Work request - The reader should set down exactly the lines from the one containing "[locate] the distant" through the last line of the material, omitting every picture.

[Entries shown Boundary: Start]

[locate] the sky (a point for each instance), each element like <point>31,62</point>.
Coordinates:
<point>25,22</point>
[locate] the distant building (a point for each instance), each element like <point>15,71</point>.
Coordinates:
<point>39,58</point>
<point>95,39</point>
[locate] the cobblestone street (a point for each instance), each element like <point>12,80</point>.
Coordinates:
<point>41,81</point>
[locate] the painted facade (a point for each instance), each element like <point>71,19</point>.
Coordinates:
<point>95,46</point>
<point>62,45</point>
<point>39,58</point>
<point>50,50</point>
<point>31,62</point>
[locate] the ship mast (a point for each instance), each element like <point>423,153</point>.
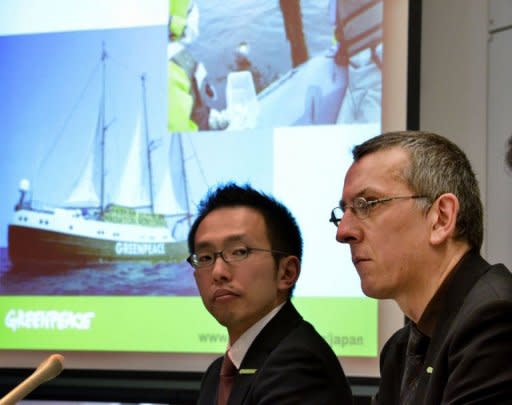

[Entries shown Boundary: End]

Exercise solution -
[locate] the distant building (a point for each instance), each element like <point>15,71</point>.
Coordinates:
<point>39,58</point>
<point>95,39</point>
[locate] the cobblestone street (a point for each instance), each element like <point>12,80</point>.
Coordinates:
<point>41,81</point>
[locate] the painted facade (a point for each instance), each element like <point>71,19</point>.
Coordinates:
<point>95,46</point>
<point>62,45</point>
<point>39,58</point>
<point>50,50</point>
<point>31,62</point>
[locate] the ship mast (a point for each instance), each element like <point>423,153</point>.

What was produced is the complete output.